Output these records as a two-column CSV with the columns "ask" and "response", one row per record, putting its text in one quoted field and its answer in another, with line breaks replaced by spaces.

>> Begin Exercise data

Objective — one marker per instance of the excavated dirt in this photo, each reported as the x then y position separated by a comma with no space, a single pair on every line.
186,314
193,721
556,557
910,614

>> End Exercise data

### Exercise response
ask,response
"Objective — one marker per instance of the excavated dirt in this photo, each reported as the x then y position separated by a comma with no space, a single pair on every line.","186,314 193,721 556,557 910,614"